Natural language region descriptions
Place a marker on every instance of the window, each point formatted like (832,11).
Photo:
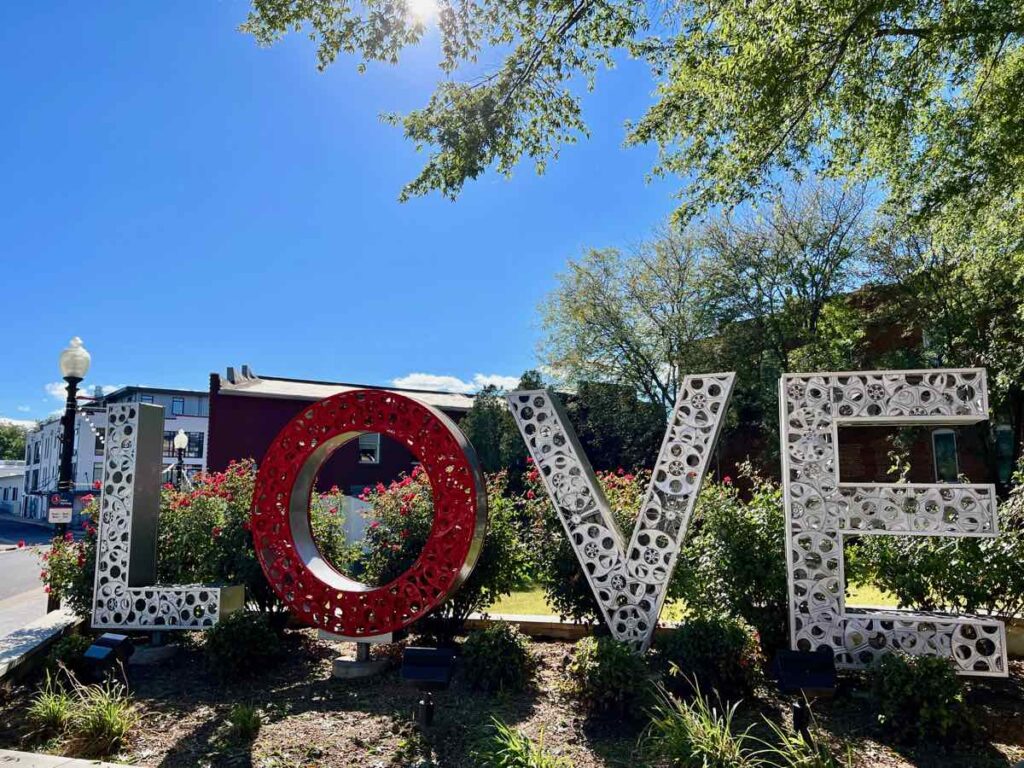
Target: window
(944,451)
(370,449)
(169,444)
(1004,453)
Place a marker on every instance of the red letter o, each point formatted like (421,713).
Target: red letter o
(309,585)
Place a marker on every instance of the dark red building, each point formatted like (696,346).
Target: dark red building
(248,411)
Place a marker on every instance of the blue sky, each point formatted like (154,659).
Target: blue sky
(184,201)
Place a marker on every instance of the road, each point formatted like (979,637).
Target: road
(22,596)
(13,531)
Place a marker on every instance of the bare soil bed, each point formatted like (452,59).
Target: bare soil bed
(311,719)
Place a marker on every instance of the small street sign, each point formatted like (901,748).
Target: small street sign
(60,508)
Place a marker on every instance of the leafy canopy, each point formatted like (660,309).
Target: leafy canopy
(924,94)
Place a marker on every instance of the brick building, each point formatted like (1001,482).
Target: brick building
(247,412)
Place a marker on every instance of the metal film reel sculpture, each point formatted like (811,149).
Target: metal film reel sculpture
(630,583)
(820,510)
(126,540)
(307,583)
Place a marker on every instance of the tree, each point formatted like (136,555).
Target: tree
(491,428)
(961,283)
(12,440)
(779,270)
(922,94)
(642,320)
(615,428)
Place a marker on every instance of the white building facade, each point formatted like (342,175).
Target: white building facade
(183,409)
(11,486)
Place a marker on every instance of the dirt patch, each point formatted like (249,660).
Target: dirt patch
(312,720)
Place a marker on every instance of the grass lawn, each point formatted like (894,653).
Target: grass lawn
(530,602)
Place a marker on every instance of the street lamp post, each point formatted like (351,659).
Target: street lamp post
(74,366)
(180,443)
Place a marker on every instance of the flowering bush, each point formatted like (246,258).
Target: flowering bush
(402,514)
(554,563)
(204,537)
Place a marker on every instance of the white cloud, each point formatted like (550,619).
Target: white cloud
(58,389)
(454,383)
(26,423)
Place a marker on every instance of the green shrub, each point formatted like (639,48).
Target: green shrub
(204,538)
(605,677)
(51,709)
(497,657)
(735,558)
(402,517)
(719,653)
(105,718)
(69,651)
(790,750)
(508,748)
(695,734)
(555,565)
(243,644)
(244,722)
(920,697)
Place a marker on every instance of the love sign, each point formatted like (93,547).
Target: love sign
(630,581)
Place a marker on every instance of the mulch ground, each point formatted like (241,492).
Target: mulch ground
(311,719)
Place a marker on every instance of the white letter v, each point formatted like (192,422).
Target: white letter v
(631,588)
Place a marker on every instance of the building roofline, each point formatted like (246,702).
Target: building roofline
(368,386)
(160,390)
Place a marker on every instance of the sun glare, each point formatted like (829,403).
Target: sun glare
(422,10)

* [Brief]: Start at the first line and set down all of the data exactly, passing over the pictures.

* [Response]:
Place a marker on every instance of the window, each point formatted like (832,11).
Photo:
Target: window
(944,451)
(370,449)
(169,444)
(1004,453)
Place a marker on every instance of the red letter o, each point formatted like (421,713).
Target: red letter o
(309,585)
Place a marker on every instance of the dark red building, each point formatted like (696,346).
Target: dark red building
(248,411)
Place a marker on every instance of the blue sky, each point formatted like (154,659).
Target: blue sky
(184,201)
Place a marker on every instance of the road, each point formatted like (979,637).
Target: road
(22,596)
(13,531)
Place a marker on every instance of the bare soil bed, each point formatted like (452,59).
Target: bare soil bed
(311,719)
Place a marker on every instance of the small street sign, each point formatted like (901,748).
Target: small street sign
(60,508)
Place a marker on every instance of the leafy canopy, each point formatted like (660,309).
Target: leafy canopy
(924,94)
Place a marker on every instance of the brick building, each point formatted like (1001,482).
Target: brick building
(247,412)
Place a marker on every instance of the metal film reel sculpture, each point formatted like (811,149).
Target: metal film reel sculpture
(630,583)
(820,510)
(126,540)
(307,583)
Place a marker on every instance of the tree, each point formatted like (136,555).
Target: tree
(491,428)
(961,283)
(12,440)
(779,270)
(922,94)
(642,320)
(615,428)
Place a marker on every instance of the white building facade, each point formatted like (342,175).
Target: white building facade
(183,409)
(11,486)
Place a marker on every instance of the dirt patch, each point formatted like (249,660).
Target: dirt patch
(312,720)
Place a marker on every instance of the grass lawn, each point formatted like (894,653).
Target: grass lawn
(530,602)
Place a marker on every instance of the street lamp post, each point formatted like (351,659).
Target: street lamp post
(74,366)
(180,443)
Place a marker on every instance of the flowering bush, each point formatted like (246,258).
Target: flowering bush
(402,514)
(554,563)
(204,537)
Place a marker on every instance of the white cloud, each point formatted like (550,619).
Target: white cloud
(58,389)
(454,383)
(26,423)
Place a marker on every instance of the green shrub, each point formatted like (639,48).
Target: green shrub
(204,538)
(605,677)
(51,709)
(497,657)
(735,558)
(402,517)
(719,653)
(105,718)
(69,651)
(790,750)
(508,748)
(695,734)
(555,565)
(243,644)
(244,722)
(920,697)
Place a marker on every instance of the love sign, each point formatted like (93,547).
Target: love sign
(630,581)
Place a marker on every instance of the mulch ground, each point formatted like (241,492).
Target: mulch ground
(311,719)
Place a marker on every instance of the white letter v, each point formatted like (192,422).
Target: white letter v
(631,588)
Place a marker on every instance of the building roofline, each point formatted like (246,702).
Target: building roofline
(368,386)
(160,390)
Place a marker on every instance of the sun glare, each point formatted like (829,403).
Target: sun glare
(422,10)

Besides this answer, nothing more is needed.